==== Records for this task
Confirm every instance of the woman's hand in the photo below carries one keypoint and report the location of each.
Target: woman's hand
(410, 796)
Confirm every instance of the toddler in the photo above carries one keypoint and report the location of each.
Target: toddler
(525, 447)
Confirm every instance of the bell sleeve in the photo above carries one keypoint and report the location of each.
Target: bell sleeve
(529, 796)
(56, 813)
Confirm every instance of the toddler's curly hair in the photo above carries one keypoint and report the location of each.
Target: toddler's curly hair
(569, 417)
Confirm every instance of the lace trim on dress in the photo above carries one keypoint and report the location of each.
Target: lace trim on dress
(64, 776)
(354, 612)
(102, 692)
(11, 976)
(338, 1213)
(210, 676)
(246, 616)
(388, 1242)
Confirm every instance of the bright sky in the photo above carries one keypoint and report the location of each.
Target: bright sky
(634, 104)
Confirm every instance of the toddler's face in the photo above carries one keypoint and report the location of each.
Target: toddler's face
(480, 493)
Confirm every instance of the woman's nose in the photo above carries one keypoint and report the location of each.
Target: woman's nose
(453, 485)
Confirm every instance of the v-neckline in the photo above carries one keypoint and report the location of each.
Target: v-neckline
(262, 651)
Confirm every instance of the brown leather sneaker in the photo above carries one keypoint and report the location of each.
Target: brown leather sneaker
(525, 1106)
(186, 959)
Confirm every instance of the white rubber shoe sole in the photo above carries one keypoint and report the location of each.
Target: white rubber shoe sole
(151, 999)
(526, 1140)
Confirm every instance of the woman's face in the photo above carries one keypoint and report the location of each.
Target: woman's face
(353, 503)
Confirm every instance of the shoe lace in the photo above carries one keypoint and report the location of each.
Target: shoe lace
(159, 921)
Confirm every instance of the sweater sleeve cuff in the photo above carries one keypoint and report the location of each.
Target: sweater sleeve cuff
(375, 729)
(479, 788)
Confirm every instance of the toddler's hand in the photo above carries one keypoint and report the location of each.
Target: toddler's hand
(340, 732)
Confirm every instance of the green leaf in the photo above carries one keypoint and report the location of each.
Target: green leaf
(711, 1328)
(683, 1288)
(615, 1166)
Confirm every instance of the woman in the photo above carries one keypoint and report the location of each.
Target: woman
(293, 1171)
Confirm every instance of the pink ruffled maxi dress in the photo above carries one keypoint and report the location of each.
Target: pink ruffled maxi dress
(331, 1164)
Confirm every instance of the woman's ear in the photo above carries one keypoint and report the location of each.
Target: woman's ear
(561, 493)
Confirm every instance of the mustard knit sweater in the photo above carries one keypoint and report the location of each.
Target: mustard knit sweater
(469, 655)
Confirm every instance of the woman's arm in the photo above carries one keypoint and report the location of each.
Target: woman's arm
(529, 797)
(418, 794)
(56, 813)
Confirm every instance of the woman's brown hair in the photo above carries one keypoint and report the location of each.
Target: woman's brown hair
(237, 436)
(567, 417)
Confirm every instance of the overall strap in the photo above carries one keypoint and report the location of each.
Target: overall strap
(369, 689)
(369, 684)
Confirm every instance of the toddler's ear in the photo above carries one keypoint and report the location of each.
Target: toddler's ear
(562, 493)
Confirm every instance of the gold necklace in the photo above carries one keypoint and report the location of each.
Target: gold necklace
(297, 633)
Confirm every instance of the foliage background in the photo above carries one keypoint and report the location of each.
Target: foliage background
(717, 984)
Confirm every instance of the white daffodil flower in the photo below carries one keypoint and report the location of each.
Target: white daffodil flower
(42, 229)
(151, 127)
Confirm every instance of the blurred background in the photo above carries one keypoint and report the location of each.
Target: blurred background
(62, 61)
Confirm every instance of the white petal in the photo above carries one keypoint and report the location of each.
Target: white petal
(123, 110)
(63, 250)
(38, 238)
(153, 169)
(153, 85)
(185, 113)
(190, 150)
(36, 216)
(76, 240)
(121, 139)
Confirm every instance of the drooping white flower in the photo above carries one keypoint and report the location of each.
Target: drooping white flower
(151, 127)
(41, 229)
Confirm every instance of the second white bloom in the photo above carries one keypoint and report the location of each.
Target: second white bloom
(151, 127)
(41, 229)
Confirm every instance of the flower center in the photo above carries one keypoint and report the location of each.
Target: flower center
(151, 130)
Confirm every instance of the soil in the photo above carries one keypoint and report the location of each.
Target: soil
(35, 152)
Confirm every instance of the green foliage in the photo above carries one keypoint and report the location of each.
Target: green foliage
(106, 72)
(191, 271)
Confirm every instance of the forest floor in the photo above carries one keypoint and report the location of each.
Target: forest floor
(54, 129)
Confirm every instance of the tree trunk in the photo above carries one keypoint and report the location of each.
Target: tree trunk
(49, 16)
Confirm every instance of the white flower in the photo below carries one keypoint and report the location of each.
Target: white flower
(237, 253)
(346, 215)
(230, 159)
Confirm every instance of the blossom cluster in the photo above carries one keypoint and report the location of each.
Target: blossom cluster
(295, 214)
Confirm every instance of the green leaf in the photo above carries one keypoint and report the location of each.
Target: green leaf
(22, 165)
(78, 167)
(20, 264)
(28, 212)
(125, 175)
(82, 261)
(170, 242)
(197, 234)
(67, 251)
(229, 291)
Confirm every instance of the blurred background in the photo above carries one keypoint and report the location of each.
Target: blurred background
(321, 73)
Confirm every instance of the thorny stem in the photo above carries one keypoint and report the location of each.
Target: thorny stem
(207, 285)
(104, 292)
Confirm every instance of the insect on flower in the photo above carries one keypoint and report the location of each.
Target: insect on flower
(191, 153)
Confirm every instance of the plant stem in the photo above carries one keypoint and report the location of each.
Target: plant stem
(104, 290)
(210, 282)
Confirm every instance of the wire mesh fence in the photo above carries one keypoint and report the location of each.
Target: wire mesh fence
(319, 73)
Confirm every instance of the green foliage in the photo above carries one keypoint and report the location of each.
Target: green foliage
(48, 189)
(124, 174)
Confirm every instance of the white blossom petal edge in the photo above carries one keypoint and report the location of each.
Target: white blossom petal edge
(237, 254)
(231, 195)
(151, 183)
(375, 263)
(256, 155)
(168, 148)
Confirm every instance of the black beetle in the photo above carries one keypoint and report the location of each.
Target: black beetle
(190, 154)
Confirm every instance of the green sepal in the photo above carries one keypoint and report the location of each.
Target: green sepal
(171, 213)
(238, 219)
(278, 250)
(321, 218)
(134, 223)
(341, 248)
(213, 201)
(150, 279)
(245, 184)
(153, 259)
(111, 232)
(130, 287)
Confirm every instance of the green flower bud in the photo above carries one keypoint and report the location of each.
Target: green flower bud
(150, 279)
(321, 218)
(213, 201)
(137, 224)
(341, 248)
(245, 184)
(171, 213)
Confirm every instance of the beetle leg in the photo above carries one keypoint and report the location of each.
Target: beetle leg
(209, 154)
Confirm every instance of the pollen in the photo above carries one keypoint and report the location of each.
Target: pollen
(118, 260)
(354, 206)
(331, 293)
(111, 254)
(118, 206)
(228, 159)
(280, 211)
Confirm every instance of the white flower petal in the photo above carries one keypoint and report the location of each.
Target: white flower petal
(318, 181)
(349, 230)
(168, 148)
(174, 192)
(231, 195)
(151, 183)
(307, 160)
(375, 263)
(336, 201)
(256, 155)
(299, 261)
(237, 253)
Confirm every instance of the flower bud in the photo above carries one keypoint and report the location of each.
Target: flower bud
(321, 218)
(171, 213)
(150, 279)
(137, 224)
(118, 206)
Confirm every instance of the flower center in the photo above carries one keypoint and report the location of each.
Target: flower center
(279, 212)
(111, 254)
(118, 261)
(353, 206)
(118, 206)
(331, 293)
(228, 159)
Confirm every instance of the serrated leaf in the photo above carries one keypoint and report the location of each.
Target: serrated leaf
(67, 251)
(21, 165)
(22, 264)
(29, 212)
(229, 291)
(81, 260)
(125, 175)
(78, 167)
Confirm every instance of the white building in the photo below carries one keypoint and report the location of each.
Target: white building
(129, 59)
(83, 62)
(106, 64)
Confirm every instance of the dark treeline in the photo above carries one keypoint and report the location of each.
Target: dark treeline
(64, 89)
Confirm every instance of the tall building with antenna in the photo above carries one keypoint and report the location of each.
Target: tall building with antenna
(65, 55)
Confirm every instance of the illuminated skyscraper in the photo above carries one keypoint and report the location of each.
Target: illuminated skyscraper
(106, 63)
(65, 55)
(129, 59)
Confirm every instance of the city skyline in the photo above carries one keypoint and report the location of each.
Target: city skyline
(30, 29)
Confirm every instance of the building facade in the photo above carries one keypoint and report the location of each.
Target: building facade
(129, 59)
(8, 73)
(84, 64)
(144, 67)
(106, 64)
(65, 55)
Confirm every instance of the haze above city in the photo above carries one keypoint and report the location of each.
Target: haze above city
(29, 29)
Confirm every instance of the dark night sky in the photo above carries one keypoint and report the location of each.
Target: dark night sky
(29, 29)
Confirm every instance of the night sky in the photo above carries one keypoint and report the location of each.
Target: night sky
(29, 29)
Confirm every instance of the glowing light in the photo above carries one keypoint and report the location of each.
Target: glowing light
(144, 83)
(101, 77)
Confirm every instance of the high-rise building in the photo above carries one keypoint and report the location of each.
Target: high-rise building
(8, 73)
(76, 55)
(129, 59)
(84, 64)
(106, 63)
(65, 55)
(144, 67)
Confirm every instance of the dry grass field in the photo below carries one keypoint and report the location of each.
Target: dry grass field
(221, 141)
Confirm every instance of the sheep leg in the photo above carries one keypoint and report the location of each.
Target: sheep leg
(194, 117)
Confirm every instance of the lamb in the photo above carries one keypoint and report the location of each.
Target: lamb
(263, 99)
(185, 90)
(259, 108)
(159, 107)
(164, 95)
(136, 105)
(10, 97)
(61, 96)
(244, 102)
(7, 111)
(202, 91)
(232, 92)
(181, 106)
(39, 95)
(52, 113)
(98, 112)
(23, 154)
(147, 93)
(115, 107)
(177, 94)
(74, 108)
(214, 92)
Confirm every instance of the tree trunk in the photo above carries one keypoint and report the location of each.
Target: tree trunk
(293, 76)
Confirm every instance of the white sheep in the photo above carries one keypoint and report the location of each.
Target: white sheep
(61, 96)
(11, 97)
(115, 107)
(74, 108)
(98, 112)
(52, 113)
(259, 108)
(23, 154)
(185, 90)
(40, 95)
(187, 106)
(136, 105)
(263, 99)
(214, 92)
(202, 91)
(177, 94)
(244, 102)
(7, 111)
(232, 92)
========
What to do
Using the listing above, show each line with the word "below" in it.

Task output
Confirm every instance of the woman's hand in the photo below carries one keypoint and report the location of each.
Confirm every instance of the white daffodil flower in the photo below carries one keypoint and report the location of each.
Confirm every instance of the white flower in the photo below carries one keypoint and report the location of each.
Confirm every instance of the white building in the photo below carries one keypoint and report the location of each.
Confirm every instance of the dry grass field in the photo below carries one keypoint and report the location of each.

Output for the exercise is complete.